_What is needed_
Reproduce the records verbatim from the line with "The query is: man's face" to the line with "The query is: window reflection", including both of those lines and nothing else.

─── Data provided

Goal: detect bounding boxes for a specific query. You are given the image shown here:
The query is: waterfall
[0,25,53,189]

──────
─── Data provided

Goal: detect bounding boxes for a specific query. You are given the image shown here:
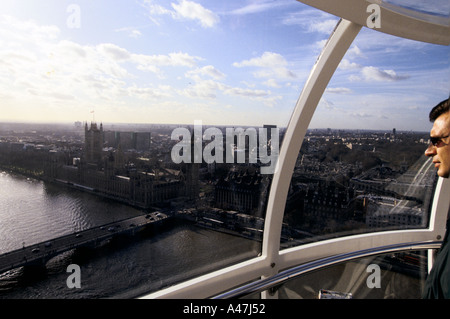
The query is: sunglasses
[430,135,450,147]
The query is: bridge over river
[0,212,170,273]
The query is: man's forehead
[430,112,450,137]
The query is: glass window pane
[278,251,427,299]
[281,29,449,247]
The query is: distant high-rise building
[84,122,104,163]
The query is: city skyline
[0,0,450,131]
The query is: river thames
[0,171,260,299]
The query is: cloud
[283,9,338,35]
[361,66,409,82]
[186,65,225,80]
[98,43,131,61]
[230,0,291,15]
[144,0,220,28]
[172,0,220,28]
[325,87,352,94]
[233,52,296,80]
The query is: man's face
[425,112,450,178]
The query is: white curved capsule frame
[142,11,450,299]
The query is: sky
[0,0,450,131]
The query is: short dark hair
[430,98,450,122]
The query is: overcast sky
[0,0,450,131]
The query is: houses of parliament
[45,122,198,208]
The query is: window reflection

──────

_Solved exercise_
The query is: man's face
[425,112,450,178]
The query is: white curved capsule frame
[142,11,450,299]
The query is: sky
[0,0,450,131]
The query is: short dark hair
[430,98,450,122]
The query is: overcast sky
[0,0,450,131]
The query is: houses of parliament
[45,122,198,208]
The query is: window reflection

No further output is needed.